TRECHO DO DOCUMENTO.
-----
O corpo dança.


Foto de Anna Wloch - Café Muller #3

        Não sei nada sobre Pina Bausch, mas quando vi o trailer do filme produzido pelo Wim Wenders com um casal interpretando uma coreografia dela fiquei bobo, fui fisgado. Desde então sentia uma vontadezinha bem tranquila, esgueirando pelos meus pensamentos e sempre que eu falava de filmes com meus amigos dizia: queria ver um filme do Wim Wenders sobre Pina Bausch... não sabia nem o nome.

       Um belo dia, sentado no sofá de minha irmã, ligo a TV e dou de cara com ela. Liguei as informações pra confirmar e era ela mesmo! Não é estranho quando desejamos algo por muito tempo e de repente batermos com ela por acaso? Olhei cada cena com um prazer daqueles que sentimos com consciência, (coisa de gente velha que sabe que coisas boas assim são raras). Acompanhava as performances, os depoimentos e ia sentindo uma alegria, pois aqueles dançarinos estavam soltos e seus corpos participavam de uma liberdade silenciosa. Tal espontaneidade de movimentos eu havia contemplado anos atras quando uma pipa enroscou num cabo elétrico em frente de casa, a pipa ficou pendurada e sua rabiola dançava com o vento, uma coisa leve, alegre, agora, ali eram pessoas! 

       Spinoza disse que não conhecemos o que nosso corpo é capaz de fazer, não conseguimos entender. Era difícil, dentro da filosofia de Spinoza, compreender como a alma e o corpo se relacionavam, porque o filosofo fazia uma questão imensa de diferenciar estes "modos finitos", acho que era uma maneira de marcar sua posição frente a filosofia cartesiana e a moral da época que dizia ser o corpo algo a ser dominado pela alma, como se o corpo fosse o repositório de todos os instintos animalescos que poderiam, em um momento de deslize, derrubar todo o edifício da civilidade e dos bons costumes - representados pela alma.
-----
OBJETIVO DO EXERCÍCIO.
Traduza para o inglês a seguinte frase do texto sobre Pina Bausch: "Spinoza disse que não conhecemos o que nosso corpo é capaz de fazer, não conseguimos entender."
-----
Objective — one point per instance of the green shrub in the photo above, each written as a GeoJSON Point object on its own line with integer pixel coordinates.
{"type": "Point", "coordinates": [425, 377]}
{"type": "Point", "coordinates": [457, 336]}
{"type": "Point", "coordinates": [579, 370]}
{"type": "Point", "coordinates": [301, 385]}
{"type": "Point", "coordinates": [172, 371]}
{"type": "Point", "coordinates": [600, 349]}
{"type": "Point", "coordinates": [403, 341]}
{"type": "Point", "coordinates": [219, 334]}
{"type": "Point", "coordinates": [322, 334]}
-----
RESPOSTA DO EXERCÍCIO.
Spinoza said that we do not know what our body is capable of doing; we cannot understand it.